*** Opening Record extracts ***
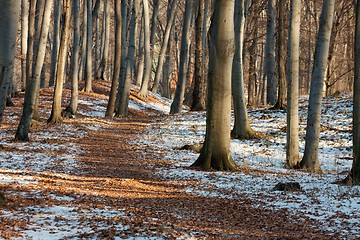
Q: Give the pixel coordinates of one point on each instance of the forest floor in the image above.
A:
(91, 178)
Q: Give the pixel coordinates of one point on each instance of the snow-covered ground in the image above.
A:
(336, 207)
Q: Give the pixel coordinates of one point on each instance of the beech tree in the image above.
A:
(292, 136)
(9, 15)
(310, 160)
(215, 153)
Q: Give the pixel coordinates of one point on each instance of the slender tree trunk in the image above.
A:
(198, 103)
(89, 41)
(55, 116)
(310, 160)
(242, 129)
(124, 95)
(56, 40)
(147, 51)
(24, 39)
(292, 136)
(72, 107)
(105, 56)
(270, 53)
(164, 46)
(176, 105)
(9, 16)
(354, 176)
(115, 79)
(215, 153)
(281, 56)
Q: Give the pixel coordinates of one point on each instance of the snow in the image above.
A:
(336, 207)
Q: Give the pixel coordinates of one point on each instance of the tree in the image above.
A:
(71, 109)
(33, 75)
(198, 103)
(354, 175)
(55, 116)
(116, 72)
(215, 153)
(9, 15)
(281, 55)
(270, 53)
(147, 51)
(165, 43)
(292, 136)
(310, 160)
(242, 129)
(184, 59)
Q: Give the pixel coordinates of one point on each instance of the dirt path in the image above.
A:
(123, 179)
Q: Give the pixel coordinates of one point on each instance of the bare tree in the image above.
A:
(215, 153)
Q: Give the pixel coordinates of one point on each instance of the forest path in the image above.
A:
(125, 179)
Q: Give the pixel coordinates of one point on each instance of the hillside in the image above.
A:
(124, 178)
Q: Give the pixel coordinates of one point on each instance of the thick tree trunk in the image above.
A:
(164, 46)
(292, 136)
(215, 153)
(72, 107)
(310, 160)
(176, 105)
(55, 116)
(116, 73)
(242, 129)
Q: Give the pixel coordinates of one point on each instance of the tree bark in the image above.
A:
(176, 105)
(310, 161)
(55, 116)
(292, 136)
(215, 154)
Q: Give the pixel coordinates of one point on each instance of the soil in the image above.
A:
(114, 173)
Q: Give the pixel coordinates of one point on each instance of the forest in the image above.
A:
(168, 119)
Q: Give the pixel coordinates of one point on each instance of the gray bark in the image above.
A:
(215, 154)
(292, 136)
(242, 129)
(270, 53)
(176, 105)
(164, 45)
(310, 160)
(55, 116)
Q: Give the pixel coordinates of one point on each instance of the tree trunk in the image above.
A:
(270, 53)
(164, 46)
(215, 153)
(116, 73)
(24, 39)
(176, 105)
(55, 116)
(124, 91)
(292, 135)
(147, 51)
(281, 56)
(310, 160)
(89, 41)
(198, 103)
(72, 107)
(9, 16)
(242, 129)
(354, 176)
(56, 40)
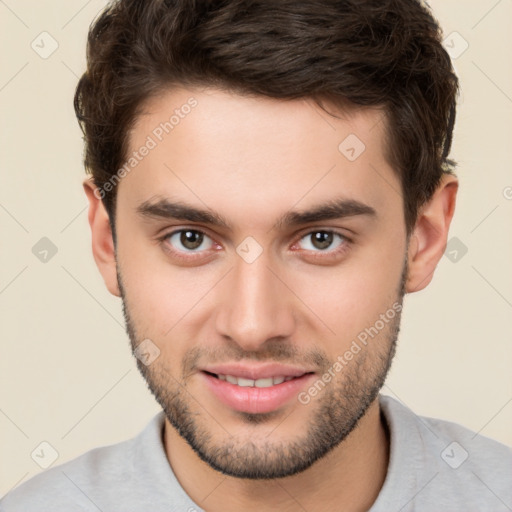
*** Closing Record extracts ***
• **Task instructions**:
Which lines above hold the string "path"? Please copy all of them.

• **Written response**:
Q: Give the pixel coordinates of one point on each instance of the dirt path in the image above.
Q: Give the pixel coordinates of one point on each instance of the forest path in the image above.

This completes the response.